▶ _Supplied material_
-.-.-

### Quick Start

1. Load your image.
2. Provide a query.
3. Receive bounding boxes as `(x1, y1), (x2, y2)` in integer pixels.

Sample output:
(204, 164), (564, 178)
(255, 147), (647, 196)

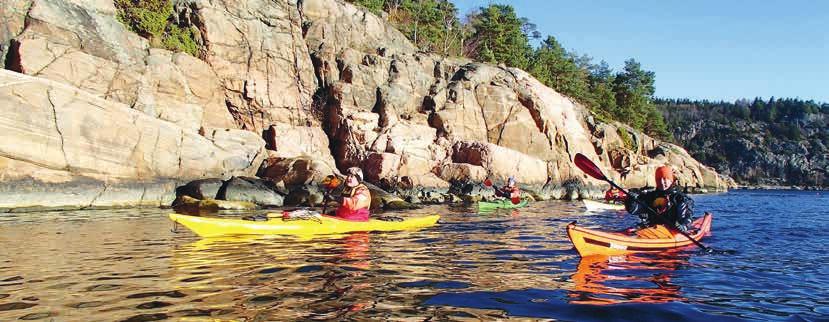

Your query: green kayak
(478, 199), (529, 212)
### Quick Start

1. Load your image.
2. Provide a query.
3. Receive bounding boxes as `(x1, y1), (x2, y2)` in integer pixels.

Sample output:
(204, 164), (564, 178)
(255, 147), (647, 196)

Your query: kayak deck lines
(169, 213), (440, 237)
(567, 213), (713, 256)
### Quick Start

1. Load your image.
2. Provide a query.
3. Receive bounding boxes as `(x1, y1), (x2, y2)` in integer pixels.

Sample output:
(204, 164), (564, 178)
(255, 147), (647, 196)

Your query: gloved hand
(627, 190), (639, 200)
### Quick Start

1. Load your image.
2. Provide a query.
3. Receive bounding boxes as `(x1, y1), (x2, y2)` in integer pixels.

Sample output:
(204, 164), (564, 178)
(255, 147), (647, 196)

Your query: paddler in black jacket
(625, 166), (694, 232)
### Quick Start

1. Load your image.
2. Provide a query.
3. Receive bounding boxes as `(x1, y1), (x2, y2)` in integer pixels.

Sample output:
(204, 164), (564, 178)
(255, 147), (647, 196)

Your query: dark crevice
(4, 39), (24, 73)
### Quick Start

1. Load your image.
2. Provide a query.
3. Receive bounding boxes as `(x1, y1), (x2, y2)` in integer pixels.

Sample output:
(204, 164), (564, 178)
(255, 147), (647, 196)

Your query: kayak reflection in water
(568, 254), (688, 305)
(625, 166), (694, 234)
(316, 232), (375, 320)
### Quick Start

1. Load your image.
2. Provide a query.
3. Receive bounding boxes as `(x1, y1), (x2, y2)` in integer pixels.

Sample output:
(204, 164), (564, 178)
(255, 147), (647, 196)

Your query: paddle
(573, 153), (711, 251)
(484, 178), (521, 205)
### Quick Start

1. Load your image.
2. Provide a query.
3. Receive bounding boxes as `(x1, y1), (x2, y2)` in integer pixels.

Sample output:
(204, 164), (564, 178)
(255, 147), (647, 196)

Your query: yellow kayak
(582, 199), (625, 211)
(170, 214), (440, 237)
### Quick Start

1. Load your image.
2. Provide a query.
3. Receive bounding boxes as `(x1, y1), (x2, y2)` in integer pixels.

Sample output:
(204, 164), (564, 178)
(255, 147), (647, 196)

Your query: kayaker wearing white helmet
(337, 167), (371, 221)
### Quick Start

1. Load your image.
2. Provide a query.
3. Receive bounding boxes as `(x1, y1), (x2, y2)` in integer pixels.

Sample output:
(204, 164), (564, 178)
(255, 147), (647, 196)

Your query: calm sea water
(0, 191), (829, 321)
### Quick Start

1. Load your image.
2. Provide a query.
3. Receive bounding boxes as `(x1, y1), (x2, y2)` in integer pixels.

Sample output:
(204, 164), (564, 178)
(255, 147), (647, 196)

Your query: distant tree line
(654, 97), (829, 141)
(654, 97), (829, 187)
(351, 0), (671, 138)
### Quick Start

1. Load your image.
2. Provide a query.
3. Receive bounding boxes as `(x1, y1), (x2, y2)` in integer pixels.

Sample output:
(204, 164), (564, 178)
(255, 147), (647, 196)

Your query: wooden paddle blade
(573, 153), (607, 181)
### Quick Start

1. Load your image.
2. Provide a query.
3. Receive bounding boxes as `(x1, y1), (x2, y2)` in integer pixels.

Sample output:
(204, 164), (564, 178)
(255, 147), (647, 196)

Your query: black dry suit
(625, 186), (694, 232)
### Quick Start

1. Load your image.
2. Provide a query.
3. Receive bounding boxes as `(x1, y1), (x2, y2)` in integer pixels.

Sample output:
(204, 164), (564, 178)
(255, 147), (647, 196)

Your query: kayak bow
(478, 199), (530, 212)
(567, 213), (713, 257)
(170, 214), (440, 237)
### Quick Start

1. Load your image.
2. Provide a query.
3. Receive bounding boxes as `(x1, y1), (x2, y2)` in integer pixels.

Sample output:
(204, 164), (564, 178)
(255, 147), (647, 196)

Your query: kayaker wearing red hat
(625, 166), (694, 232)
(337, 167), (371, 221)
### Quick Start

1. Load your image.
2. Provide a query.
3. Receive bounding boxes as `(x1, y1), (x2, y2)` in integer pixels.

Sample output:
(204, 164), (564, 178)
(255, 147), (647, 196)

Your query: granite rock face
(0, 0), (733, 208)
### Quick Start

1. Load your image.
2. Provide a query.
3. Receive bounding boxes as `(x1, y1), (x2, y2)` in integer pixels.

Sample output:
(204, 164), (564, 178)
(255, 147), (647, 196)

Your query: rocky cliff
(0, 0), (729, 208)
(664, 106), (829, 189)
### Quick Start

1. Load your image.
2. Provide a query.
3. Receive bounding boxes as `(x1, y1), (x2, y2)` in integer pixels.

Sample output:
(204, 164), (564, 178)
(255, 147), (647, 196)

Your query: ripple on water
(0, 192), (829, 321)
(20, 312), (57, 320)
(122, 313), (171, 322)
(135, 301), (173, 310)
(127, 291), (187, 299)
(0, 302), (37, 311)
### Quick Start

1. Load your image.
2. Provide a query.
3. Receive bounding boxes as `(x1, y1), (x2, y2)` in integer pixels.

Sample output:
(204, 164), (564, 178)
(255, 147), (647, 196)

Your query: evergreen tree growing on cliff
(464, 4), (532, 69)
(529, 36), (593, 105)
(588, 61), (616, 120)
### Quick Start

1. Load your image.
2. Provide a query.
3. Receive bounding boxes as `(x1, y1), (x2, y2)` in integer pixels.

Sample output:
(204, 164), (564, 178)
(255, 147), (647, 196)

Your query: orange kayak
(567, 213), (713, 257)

-.-.-

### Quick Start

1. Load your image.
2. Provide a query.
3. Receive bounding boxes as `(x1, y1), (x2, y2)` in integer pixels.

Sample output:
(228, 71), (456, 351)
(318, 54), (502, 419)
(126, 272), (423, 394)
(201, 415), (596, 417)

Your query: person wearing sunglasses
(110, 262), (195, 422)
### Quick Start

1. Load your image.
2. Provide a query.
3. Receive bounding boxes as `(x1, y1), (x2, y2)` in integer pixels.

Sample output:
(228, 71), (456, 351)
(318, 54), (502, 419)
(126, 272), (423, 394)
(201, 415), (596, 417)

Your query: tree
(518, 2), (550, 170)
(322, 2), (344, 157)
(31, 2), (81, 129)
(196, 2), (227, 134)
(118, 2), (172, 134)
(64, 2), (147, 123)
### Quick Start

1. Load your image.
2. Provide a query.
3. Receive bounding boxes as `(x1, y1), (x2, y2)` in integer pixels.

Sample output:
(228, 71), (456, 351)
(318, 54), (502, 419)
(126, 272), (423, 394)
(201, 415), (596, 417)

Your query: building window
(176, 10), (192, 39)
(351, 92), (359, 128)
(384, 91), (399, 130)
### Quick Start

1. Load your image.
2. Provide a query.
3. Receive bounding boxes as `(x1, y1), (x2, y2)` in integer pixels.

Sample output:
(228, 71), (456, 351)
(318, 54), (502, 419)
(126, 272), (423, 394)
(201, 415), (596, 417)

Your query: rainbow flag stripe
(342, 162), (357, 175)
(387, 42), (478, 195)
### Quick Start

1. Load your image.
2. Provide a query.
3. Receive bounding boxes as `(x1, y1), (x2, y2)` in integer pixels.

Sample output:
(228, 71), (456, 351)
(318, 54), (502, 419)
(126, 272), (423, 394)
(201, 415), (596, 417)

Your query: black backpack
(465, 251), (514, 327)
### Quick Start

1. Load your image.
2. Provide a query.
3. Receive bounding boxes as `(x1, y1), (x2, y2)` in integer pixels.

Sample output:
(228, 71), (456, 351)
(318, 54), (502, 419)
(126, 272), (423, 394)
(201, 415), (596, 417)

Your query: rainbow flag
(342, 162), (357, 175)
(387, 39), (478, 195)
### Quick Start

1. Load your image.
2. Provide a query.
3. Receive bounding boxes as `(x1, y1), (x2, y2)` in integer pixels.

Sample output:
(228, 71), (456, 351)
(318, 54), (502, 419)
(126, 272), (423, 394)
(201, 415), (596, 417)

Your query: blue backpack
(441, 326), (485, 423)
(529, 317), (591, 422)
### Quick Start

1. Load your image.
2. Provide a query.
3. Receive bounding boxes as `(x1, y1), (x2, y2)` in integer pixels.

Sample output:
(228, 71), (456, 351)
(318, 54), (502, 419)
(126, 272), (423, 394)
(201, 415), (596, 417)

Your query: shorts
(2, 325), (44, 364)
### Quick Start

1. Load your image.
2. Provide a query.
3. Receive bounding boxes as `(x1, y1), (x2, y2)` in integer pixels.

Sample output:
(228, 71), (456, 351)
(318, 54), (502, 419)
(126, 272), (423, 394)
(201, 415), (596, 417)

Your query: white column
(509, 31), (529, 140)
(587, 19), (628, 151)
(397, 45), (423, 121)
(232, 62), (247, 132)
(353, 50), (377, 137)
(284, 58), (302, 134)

-.-.-

▶ _Requirements_
Please pick out every line in the items above that contains the string "rainbow" and copy each one in full. Case counts when matching.

▶ _Solution_
Your query: rainbow flag stripe
Your query: rainbow flag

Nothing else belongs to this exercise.